_What the exercise asks_
Where the word "phrase" appears in a line below, copy the whole line.
***** Data for processing
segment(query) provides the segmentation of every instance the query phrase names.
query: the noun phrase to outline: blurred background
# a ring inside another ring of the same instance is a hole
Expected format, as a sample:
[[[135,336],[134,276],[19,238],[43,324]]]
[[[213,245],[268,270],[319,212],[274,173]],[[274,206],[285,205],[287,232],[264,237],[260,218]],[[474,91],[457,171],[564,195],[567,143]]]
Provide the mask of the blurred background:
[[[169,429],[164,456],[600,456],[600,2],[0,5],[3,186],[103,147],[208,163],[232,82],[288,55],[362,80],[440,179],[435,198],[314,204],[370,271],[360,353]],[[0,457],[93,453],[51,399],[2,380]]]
**********
_Finished exercise_
segment(query) provides the segmentation of every instance the query phrase names.
query: the noun phrase to outline: blurred background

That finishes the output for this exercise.